Tasks to complete:
1. Using the passage about EEG-driven machines, begin at the words "I think Nikolaj" and stop after "for creating fiction).", replacing "epilepsy" with "narcolepsy".
2. Answer these questions from the passage about EEG-driven machines:
(a) What kind of technology does the passage say this machine is not?
(b) Which conditions does the passage say EEG machines are routinely used to diagnose?
(c) In the passage's example, what is the blower fan placed under?
3. Write the next part of the passage about EEG-driven machines, picking up after its final sentence.

Text for analysis:
►
The point really is that this is not a machine that interfaces with the brain in the sense we mean by Mind/Machine Interface (MMI) technology. It simply connects an EEG to a reader that looks for specific patters and acts accordingly.
I think Nikolaj can understand that there's nothing particularly creepy about an EEG that lights a light or sounds an alarm when a certain pattern hits; such machines are used routinely for diagnosing such states as epilepsy, catatonia, and other malfunctions in the brain. We also use them to read emotional states, to some degree, such as agitation, and with more connections we can identify which part of the brain is functioning (e.g., we use one part of the brain to remember true events, another to for creating fiction).
What the machine is demonstrating is that with practice we can adjust our mental states to those which the machine is seeking. Thus if "calm" activates the alarm, then when we achieve "calm" the alarm activates; and if instead of an alarm we connect it to the blower fan under the ball, the blower fan activates.
◄
Records shown:
►
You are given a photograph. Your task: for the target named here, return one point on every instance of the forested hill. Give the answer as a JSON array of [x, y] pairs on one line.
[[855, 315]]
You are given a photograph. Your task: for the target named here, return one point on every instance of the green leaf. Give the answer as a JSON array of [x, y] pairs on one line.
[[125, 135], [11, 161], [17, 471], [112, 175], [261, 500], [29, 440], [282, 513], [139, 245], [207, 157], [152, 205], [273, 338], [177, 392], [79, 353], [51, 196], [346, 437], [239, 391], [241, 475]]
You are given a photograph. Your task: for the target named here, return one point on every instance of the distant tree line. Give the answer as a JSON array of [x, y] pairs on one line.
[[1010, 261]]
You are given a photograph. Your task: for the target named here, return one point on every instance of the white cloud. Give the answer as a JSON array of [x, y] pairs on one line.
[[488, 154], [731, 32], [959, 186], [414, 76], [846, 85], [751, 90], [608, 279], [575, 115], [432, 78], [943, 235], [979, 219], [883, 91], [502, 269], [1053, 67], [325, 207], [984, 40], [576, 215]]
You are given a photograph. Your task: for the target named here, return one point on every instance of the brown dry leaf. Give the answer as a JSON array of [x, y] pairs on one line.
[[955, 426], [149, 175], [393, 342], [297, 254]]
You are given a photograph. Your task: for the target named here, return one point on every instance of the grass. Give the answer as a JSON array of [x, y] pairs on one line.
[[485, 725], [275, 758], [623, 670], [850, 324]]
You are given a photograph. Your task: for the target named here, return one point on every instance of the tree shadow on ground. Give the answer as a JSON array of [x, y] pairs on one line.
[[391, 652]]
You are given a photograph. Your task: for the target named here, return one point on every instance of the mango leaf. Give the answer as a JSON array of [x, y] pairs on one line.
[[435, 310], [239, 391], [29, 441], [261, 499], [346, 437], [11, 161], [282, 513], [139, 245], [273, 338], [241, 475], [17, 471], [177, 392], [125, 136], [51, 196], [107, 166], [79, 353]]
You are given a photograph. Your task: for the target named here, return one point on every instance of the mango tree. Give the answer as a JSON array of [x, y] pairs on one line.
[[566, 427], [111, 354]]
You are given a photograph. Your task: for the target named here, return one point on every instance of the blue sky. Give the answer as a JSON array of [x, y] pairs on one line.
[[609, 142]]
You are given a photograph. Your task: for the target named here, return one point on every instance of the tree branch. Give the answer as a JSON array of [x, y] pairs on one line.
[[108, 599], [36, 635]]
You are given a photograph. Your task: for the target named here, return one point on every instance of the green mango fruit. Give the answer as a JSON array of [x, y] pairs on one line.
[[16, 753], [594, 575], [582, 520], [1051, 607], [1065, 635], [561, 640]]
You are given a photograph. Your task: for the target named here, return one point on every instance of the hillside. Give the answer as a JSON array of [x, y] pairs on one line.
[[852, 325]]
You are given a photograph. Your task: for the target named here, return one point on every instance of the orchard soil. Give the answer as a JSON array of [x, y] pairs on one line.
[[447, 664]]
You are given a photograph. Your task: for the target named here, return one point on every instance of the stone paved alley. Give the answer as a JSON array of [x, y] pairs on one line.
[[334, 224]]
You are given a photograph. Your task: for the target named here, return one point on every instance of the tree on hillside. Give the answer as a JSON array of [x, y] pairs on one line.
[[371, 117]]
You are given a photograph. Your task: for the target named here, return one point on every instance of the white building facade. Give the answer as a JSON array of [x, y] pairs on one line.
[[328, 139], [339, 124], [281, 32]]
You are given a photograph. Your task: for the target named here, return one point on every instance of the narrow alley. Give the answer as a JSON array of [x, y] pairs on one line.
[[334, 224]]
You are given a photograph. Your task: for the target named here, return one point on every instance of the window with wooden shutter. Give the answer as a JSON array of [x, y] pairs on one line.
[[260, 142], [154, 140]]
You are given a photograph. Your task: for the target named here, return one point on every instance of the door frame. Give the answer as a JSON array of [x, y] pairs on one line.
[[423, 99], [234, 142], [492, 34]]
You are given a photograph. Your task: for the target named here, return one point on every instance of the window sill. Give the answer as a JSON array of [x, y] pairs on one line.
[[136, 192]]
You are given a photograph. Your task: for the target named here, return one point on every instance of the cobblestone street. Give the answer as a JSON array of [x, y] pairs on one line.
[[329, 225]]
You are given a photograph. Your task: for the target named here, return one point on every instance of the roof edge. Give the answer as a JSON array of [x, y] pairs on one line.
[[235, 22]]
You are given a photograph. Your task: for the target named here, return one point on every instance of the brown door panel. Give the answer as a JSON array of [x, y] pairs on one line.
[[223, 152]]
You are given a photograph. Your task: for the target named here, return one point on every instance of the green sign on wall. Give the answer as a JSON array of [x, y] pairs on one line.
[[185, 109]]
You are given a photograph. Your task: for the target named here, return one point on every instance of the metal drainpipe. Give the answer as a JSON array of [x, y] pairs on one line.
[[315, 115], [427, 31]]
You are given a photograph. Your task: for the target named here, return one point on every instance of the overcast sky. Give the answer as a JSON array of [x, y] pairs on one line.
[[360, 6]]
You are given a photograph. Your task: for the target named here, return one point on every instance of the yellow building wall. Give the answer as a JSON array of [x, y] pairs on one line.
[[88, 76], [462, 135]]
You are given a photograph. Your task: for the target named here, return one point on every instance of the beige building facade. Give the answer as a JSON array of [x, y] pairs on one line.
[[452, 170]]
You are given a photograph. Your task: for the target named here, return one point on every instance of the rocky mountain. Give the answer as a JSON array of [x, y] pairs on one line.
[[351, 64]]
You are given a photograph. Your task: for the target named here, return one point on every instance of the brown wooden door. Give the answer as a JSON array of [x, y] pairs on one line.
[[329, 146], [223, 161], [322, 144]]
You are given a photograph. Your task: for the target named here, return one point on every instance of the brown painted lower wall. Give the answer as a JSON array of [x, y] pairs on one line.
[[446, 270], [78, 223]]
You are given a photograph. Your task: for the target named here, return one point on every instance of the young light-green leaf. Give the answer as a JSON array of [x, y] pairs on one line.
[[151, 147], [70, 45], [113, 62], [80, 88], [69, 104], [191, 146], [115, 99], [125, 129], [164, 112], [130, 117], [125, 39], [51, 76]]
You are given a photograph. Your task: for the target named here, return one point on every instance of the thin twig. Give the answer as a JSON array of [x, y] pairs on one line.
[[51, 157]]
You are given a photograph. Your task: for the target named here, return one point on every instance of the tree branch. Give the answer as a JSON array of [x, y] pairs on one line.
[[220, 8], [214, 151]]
◄
Answers for each item:
1.
I think Nikolaj can understand that there's nothing particularly creepy about an EEG that lights a light or sounds an alarm when a certain pattern hits; such machines are used routinely for diagnosing such states as narcolepsy, catatonia, and other malfunctions in the brain. We also use them to read emotional states, to some degree, such as agitation, and with more connections we can identify which part of the brain is functioning (e.g., we use one part of the brain to remember true events, another to for creating fiction).

2.
(a) Mind/Machine Interface (MMI) technology.
(b) Epilepsy, catatonia, and other malfunctions in the brain.
(c) The ball.

3.
The maze is interesting because it would require minimally three distinct mental states (moving the object forward, turning left, or turning right), and the ability to shift between them fairly quickly (or you'll miss your turn). It's still the same principle of a machine that reads your mental state, looking for specific conditions, and it was at least a few years back that I read of systems that could identify five distinct mental states to use as controls.
As far as using them as game controllers, one would need a tremendous amount of practice before changing between specific mental states was a faster action than moving a finger. We just have that much more practice moving fingers, and it probably requires a significantly smaller change in mental state to do so, and thus less "action".